INSTRUCTIONS =
A – Reproduce the passage on Jewish observances word for word, starting with "Hanukkah is an" and going on through "dictator of Palestine.".
B – Count the lines in the rows that contain the string "track", and give only the number.

SELECTED EXTRACT =
━━━━━━━━━━━━━━━━━━━━━━━━━━━━━━
Sabbath is holy day of rest observed by the followers of Judaism on the seventh day of the week, Saturday. The Torah describes the Sabbath as a reminder of God's rest after the Creation. The Sabbath is also the celebration the Hebrews' liberation from Egypt. The specific kinds of work prohibited in scripture include the lighting of fire, plowing, harvesting, and cooking. During the Sabbath, Jews eat more elaborately and leisurely. The Sabbath is a day for the family to get together to enjoy each other’s company and to rest up for the upcoming week.

Bar Mitzvah

"Bar Mitzvah" literally means "son of the commandment." "Bar" is "son" in Aramaic, and "Mitzvah" means "commandment" in both Hebrew and Aramaic. Under Jewish Law, children do not need to observe the commandments, but are encouraged to do so to learn the obligations they will have as adults. At the age of 13 (12 for girls), children become obligated to observe the commandments. The Bar Mitzvah ceremony formally marks the crossing over from childhood to adulthood. At this age, they have right to take part in leading religious services, to count as a member of the Synagogue, to form binding contracts, to testify before religious courts and to marry.

Yom Kippur

Yom Kippur is a holiday that falls on the tenth day of the month of Tishri in the Jewish calendar. (September or October on the American calendar.) It is the most important day of the Ten Penitential Days, which begins the New Year. Yom Kippur is the most sacred of all Jewish holidays. Yom Kippur is a day for confession, repentance, and prayers for forgiveness of wrongdoings committed during the year against God and His covenant. It is also the day in which a Jewish person’s fate is set for the upcoming year. Jewish people spend the day fasting and almost never ending prayer.

Hanukkah

Hanukkah is an annual Jewish festival celebrated throughout eight consecutive days. It is celebrated on the 25th day in the Jewish month of Kislev, which usually falls in December. Hanukkah honors the rededication of the Jewish faith to God after years of being oppressed by the king of Syria and dictator of Palestine.
━━━━━━━━━━━━━━━━━━━━━━━━━━━━━━
EXERCISE MATERIAL =
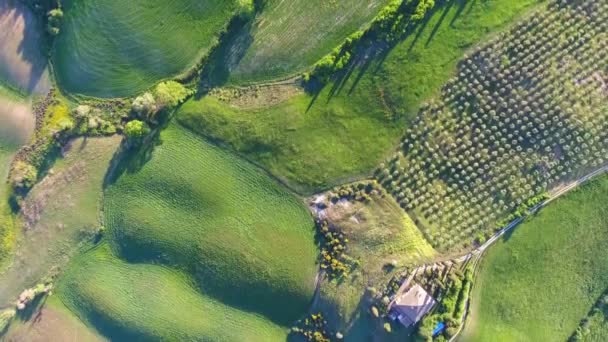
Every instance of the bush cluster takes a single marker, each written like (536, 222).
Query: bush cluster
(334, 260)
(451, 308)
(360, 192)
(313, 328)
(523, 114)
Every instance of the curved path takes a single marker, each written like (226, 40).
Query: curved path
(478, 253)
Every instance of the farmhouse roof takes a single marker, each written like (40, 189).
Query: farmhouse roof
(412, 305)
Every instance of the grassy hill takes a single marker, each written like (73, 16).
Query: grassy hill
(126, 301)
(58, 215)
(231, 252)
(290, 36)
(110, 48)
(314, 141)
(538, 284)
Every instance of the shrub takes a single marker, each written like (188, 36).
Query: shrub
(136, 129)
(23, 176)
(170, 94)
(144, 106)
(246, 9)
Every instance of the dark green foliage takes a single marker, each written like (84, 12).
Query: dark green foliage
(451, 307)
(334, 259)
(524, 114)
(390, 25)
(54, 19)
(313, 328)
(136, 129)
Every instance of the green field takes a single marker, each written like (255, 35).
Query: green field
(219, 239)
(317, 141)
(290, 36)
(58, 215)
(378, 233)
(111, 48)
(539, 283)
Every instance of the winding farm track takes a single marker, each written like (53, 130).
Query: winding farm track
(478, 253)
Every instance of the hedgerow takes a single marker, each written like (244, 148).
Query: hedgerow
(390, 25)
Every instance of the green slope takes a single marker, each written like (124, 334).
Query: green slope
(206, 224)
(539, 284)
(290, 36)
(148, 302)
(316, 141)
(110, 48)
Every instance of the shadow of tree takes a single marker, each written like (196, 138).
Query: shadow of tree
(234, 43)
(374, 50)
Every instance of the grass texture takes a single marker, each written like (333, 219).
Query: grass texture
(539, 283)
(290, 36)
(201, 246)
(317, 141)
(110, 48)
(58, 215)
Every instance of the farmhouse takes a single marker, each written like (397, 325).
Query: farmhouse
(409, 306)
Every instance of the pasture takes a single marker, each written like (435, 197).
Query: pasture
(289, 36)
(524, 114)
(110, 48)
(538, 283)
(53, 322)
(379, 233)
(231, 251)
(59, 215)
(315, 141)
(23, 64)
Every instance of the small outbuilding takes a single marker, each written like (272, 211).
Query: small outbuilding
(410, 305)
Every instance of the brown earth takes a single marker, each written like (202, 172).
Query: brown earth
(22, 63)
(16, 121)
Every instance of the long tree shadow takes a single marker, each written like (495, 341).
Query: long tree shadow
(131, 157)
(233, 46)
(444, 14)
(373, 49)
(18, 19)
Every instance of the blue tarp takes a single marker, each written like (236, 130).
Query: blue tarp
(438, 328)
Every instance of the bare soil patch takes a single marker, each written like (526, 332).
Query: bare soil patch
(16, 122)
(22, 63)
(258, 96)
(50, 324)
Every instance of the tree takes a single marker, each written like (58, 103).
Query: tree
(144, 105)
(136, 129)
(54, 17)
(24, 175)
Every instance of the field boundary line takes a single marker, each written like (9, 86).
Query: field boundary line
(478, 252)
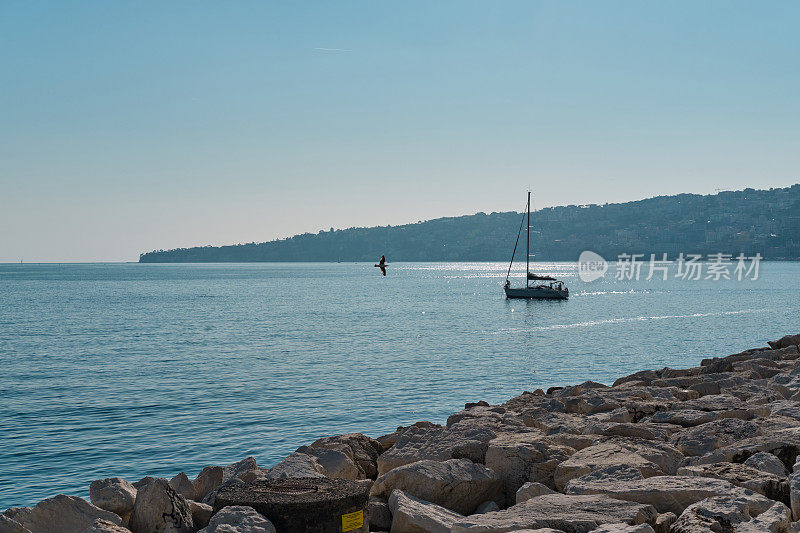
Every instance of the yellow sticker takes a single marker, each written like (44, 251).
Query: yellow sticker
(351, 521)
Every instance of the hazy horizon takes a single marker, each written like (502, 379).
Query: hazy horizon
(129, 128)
━━━━━━━━━━━━━━━━━━━━━━━━━━━━━━
IN RESPONSE =
A –
Hanukkah is an annual Jewish festival celebrated throughout eight consecutive days. It is celebrated on the 25th day in the Jewish month of Kislev, which usually falls in December. Hanukkah honors the rededication of the Jewish faith to God after years of being oppressed by the king of Syria and dictator of Palestine.

B – 2